**What you need to do:**
**a.** Rewrite the blog entries about Marty's health from "My friend just" up to and including "a gapeing hole.", changing "band-aid" to "bandage".
**b.** Please continue the blog entries about Marty's health from their last sentence.

**Selected passage:**
'''

Wednesday, May 20, 2009

Bad weekend

Marty passed out on the way into work last Thursday. He drove to work and got dizzy walking in, some co-workers found him a chair and he went out in the chair. He was rushed to the hospital near his work and they found his blood sugar was over 700 and his blood pressure was 212/106.

He had still not been sleeping leading up to this episode. He had some swelling so we used the strongest strength of dialysis solution. Unfortunately that solution is high in dextrose, causing his blood sugar to soar and him to get sick. They were able to treat him in the E.R and get it down.

I was home getting ready to take Conner to baseball when the call came. It was Marty telling me he was "okay" and "don't come". I called my friend Robin who dropped everything to take me to him. His work is 65 miles from our home and quite a drive, I needed to be able to drive him home in our car. She took the kids home with her and let them stay the night. The whole way to the hospital I was texting, calling and updating my Facebook status. It was quite a eye opener to what we will face when "the call" comes someday.

We brought him home and spent the next few days trying to get him back on track. He did get some sleeping meds from the doctor yesterday that seemed to work fairly well. His blood pressure is down now and we are only working on battling the blood sugar numbers now. We are hoping to get this figured out and keep him going until he gets his transplant.

Above all we know God is in control and we are incredibly blessed. It has been amazing to see the support our friends have given us and how God has provided.

Wednesday, May 13, 2009

Caring and Giving

My friend just commented on me being a caregiver. It sounds weird to me but I guess that is what I am these days. I wish I could sit here and write happy, cheerful, joyous things but right now I cannot. I am happy, joyful and thankful for many things. At the same time I am tired, weary, worn out and trying to not worry.

Last night was a bad night, that followed a bad night the night before that. Marty has not been able to sleep well at night. This has been going on for about four days now, he lays down and gets congested. Then he feels like he is wheezing when he lays on his right side. All together not good when you are already tired. He goes to sleep and the about 2 or 3 am he gets up and is restless beyond restless. I want to help him and cannot help but wake up and try to help him. The thing is, I cannot help him because it is like trying to put a band-aid on a gapeing hole.

'''

**Data under study:**
'''

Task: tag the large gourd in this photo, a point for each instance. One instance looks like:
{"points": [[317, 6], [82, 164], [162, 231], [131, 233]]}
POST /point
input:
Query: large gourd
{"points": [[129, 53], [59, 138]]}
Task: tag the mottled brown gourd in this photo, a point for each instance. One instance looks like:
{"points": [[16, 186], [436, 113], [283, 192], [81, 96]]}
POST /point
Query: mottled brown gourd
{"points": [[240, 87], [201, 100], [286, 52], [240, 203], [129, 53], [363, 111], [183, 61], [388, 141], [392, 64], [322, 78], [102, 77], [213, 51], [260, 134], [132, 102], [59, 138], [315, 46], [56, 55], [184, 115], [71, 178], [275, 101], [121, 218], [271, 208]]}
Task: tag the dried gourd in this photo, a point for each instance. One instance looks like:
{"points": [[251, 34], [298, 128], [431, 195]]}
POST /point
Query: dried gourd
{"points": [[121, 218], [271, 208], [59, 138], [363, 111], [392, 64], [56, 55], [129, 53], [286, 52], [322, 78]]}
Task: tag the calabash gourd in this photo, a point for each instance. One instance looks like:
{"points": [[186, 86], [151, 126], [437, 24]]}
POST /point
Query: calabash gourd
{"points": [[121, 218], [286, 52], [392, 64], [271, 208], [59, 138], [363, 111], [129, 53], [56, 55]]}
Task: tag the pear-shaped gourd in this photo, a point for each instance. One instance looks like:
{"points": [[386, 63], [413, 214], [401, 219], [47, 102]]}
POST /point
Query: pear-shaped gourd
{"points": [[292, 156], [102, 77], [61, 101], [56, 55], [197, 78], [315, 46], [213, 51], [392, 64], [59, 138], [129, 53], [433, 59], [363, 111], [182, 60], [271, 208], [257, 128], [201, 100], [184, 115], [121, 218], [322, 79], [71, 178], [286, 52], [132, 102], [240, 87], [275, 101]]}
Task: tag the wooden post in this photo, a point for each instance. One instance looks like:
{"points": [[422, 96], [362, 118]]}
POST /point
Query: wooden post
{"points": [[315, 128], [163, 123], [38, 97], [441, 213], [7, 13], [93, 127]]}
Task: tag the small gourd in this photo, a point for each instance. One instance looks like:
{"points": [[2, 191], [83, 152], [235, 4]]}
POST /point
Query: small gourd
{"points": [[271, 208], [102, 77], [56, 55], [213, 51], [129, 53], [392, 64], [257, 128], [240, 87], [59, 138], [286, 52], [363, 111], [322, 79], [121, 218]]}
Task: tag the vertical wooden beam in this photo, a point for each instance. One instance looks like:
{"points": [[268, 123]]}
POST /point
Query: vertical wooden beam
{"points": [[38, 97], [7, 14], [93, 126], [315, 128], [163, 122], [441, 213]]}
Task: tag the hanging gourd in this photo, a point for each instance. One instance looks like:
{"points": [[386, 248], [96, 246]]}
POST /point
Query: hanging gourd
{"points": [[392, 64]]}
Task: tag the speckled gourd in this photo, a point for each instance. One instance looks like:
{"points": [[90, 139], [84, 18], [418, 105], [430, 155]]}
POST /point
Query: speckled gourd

'''

**Outputs in order:**
**a.**
My friend just commented on me being a caregiver. It sounds weird to me but I guess that is what I am these days. I wish I could sit here and write happy, cheerful, joyous things but right now I cannot. I am happy, joyful and thankful for many things. At the same time I am tired, weary, worn out and trying to not worry.

Last night was a bad night, that followed a bad night the night before that. Marty has not been able to sleep well at night. This has been going on for about four days now, he lays down and gets congested. Then he feels like he is wheezing when he lays on his right side. All together not good when you are already tired. He goes to sleep and the about 2 or 3 am he gets up and is restless beyond restless. I want to help him and cannot help but wake up and try to help him. The thing is, I cannot help him because it is like trying to put a bandage on a gapeing hole.

**b.**
We have tried Tylenol P.M., Sudafed, Advil P.M. to no avail. so far. Tonight we are trying a wedge and Benadryl to see how they work. I feel so bad for him, he gets up and goes to work all day long. He gets home at 11:30 pm and sleeps until about 2 or 3 am.

After the long night, I asked for some prayer from friends and church. The good things started to happen right away this morning. First the news, his blood work came back GREAT! he can actually drop a medication now. His dialysis numbers are good and he only has to work on a couple of things.

Then the news, he is going back to working nights. While I miss him, I love that I can sleep and then help him while he sleeps. I will be much better equipped and able to function when he needs help. I think this will be better for the kids too! The have missed their dad coming to functions and spending time with them. He also will be off on Saturdays and Sundays now! So life is good all around.

We are still waiting, keep praying. Thank you for reading and taking the time to pray for us. God is at work even if we only see little bits of it, we know he is there.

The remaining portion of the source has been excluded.